- [Given passage]:
War and Cryptocurrencies: Blood Money

From Bitcoin’s idealism to cartels, militants, and sanctions evasion: how borderless crypto became blood money in modern conflict — and what traces it leaves.

War and Cryptocurrencies: Blood Money

It was 2009, and the world had just changed in a very significant way that few knew had happened. Out of the rubble of a world financial meltdown when faith was lost in centralized banks, emerged a pseudonym Satoshi Nakamoto with an idea; he released the Bitcoin white paper. It was a call for freedom: a technical pamphlet for a peer-to-peer electronic cash system that, among its many virtues, included the prospect of liberating money from both governments and corporate behemoths.

The vision was utopian: financial inclusion for the unbanked; protection against hyperinflation; and a sovereign store of value available to anyone with an internet connection. But like almost every other game-changing technology we humans have ever created — from the working of iron, to the splitting of atoms — the creator’s noble intention has been quickly swallowed by a set of far more complex and occasionally violent human realities.

Since this genesis block has been mined, the world hasn't witnessed peace. Instead, it has seen an outbreak of various types of conflicts - from unconventional guerrilla warfare to all-out state-on-state fighting. And so, in this frenetic world, a place for cryptocurrencies was found that few of the original cypherpunks would have openly predicted … but many may well have dreaded. They are the lifeblood of modern conflict and the “blood money” of the digital age.

This is not to lay the blame on any specific group, or to judge or condemn such technology as it mustered against its bloodless and faceless system of control. Instead, it’s an attempt to understand the grim embrace of cryptographic advancement with the machinery of death. Every war referred to here is a nightmare, an indictment of diplomacy and humanity and suffering. The existence of cryptocurrency in that theatre is only an indication of its utility – as effective and borderless as it is censorship-resistant, a tool like this will be as useful to warlord as refugee.

- [To do]: Return the passage on war and cryptocurrencies word for word from "The vision was" up to and including "violent human realities.". Work only from the passage on war and cryptocurrencies.

- [Dataset entries]:
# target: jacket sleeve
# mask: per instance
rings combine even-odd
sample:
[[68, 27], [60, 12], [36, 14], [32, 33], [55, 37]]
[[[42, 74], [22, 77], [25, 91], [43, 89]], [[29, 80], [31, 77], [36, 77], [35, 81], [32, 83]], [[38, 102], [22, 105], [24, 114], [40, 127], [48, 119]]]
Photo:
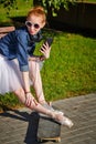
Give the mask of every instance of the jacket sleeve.
[[17, 37], [17, 58], [19, 61], [20, 71], [29, 71], [26, 38], [21, 33]]

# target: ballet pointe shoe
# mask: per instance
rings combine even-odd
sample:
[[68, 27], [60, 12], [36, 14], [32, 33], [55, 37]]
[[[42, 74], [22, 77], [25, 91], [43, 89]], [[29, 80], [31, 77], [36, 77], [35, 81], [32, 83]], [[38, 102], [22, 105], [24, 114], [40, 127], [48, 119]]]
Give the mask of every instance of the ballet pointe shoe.
[[52, 119], [70, 128], [74, 125], [73, 122], [68, 117], [66, 117], [61, 111], [54, 111]]

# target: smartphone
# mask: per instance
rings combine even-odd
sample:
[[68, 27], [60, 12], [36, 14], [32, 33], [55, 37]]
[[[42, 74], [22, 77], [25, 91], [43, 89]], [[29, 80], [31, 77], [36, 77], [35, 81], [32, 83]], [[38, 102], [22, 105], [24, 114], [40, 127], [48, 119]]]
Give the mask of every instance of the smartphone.
[[[44, 44], [49, 44], [49, 47], [51, 47], [52, 42], [53, 42], [53, 38], [46, 38], [46, 40], [44, 41]], [[41, 48], [41, 50], [43, 51], [43, 49]]]
[[53, 38], [46, 38], [44, 44], [47, 42], [49, 47], [51, 47], [52, 42], [53, 42]]

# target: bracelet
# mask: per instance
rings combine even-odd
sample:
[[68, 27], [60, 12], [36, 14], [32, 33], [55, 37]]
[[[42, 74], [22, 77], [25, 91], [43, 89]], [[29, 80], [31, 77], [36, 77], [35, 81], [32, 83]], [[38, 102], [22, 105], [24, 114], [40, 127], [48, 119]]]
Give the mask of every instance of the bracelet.
[[25, 92], [25, 94], [28, 94], [28, 93], [31, 93], [30, 91], [29, 92]]

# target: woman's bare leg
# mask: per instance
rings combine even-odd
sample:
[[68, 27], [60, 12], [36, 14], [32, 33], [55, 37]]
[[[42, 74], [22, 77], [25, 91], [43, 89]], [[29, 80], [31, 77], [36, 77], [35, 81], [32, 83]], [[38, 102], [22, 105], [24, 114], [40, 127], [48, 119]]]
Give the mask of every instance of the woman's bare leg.
[[[25, 105], [25, 94], [24, 94], [23, 89], [20, 88], [19, 90], [14, 91], [13, 93], [20, 100], [20, 102]], [[25, 106], [28, 106], [28, 105], [25, 105]], [[35, 110], [39, 113], [43, 113], [43, 114], [46, 114], [46, 115], [53, 117], [53, 112], [50, 112], [47, 109], [43, 107], [40, 103], [36, 102], [36, 100], [34, 100], [34, 97], [32, 99], [31, 104], [28, 107], [31, 110]]]
[[39, 103], [45, 103], [45, 97], [42, 88], [42, 80], [40, 74], [40, 65], [35, 61], [30, 62], [30, 79], [33, 82], [33, 88], [35, 90]]

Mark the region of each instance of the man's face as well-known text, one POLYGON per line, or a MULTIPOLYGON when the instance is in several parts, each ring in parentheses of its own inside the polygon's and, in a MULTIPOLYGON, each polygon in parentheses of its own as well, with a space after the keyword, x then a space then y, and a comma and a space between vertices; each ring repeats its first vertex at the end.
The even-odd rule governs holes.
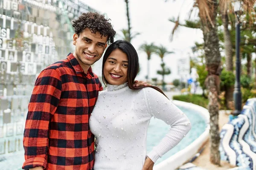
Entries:
POLYGON ((86 28, 78 35, 73 36, 73 44, 76 45, 74 56, 82 68, 92 65, 101 57, 107 46, 108 37, 99 32, 95 34, 86 28))

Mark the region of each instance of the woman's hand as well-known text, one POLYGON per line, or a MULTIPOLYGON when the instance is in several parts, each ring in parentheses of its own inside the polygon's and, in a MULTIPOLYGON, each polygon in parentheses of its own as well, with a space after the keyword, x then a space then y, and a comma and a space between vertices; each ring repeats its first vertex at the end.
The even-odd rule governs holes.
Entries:
POLYGON ((133 86, 135 88, 142 88, 144 87, 152 86, 152 85, 151 84, 148 84, 147 82, 145 82, 135 80, 133 86))
POLYGON ((144 164, 142 168, 142 170, 153 170, 153 166, 154 163, 147 156, 147 159, 145 160, 144 164))

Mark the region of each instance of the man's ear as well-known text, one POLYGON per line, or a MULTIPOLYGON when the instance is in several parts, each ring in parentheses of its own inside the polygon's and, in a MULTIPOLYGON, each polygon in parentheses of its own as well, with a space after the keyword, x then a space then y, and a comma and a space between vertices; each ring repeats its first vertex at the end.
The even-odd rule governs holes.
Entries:
POLYGON ((76 34, 74 34, 73 35, 73 44, 76 45, 76 41, 78 38, 78 35, 76 34))

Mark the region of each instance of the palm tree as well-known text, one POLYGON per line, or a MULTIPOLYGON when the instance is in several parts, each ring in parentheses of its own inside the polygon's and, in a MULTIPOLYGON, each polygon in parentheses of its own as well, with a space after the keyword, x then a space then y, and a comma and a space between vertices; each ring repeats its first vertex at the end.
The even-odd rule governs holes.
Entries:
POLYGON ((162 85, 163 87, 163 90, 165 90, 165 82, 164 82, 164 76, 165 75, 168 75, 171 74, 171 71, 168 68, 165 67, 165 64, 163 62, 163 57, 167 54, 174 53, 172 51, 169 51, 167 50, 167 49, 164 47, 163 45, 160 45, 159 46, 157 47, 155 51, 154 52, 157 54, 160 58, 161 58, 161 60, 162 61, 162 63, 161 64, 161 67, 162 68, 162 71, 157 71, 157 74, 160 74, 162 76, 162 85))
POLYGON ((131 23, 130 21, 130 15, 129 14, 129 1, 128 0, 125 0, 126 5, 126 16, 127 16, 127 21, 128 22, 128 29, 127 29, 128 37, 127 40, 129 42, 131 42, 131 23))
MULTIPOLYGON (((218 0, 195 0, 193 6, 199 9, 200 21, 197 23, 195 26, 200 28, 203 31, 206 68, 208 72, 205 82, 206 87, 209 91, 208 110, 210 117, 210 159, 213 164, 220 165, 218 93, 220 84, 219 76, 221 70, 220 65, 221 57, 216 22, 218 3, 218 0)), ((172 34, 178 28, 178 20, 175 21, 175 23, 172 34)))
MULTIPOLYGON (((255 0, 241 0, 241 1, 244 1, 243 5, 244 8, 250 10, 255 3, 255 0)), ((204 36, 206 69, 208 72, 205 83, 209 91, 209 103, 208 108, 210 117, 210 160, 213 164, 220 165, 220 156, 218 151, 220 137, 218 122, 218 94, 220 87, 219 76, 222 68, 216 17, 219 7, 222 9, 222 11, 226 11, 227 8, 232 6, 231 1, 194 0, 193 6, 199 9, 200 28, 202 31, 204 36)), ((175 21, 175 25, 172 34, 178 27, 178 17, 177 20, 175 21)))
POLYGON ((147 54, 148 59, 148 71, 147 73, 147 75, 146 76, 147 81, 149 79, 149 60, 151 58, 151 55, 155 51, 156 48, 156 47, 153 42, 149 44, 145 42, 140 47, 139 50, 144 51, 147 54))
POLYGON ((163 62, 161 63, 161 68, 162 70, 157 70, 157 73, 162 76, 162 89, 163 91, 165 91, 166 83, 164 81, 164 76, 170 74, 171 72, 169 68, 165 67, 165 64, 163 62))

- [Solved problem]:
The vision was utopian: financial inclusion for the unbanked; protection against hyperinflation; and a sovereign store of value available to anyone with an internet connection. But like almost every other game-changing technology we humans have ever created — from the working of iron, to the splitting of atoms — the creator’s noble intention has been quickly swallowed by a set of far more complex and occasionally violent human realities.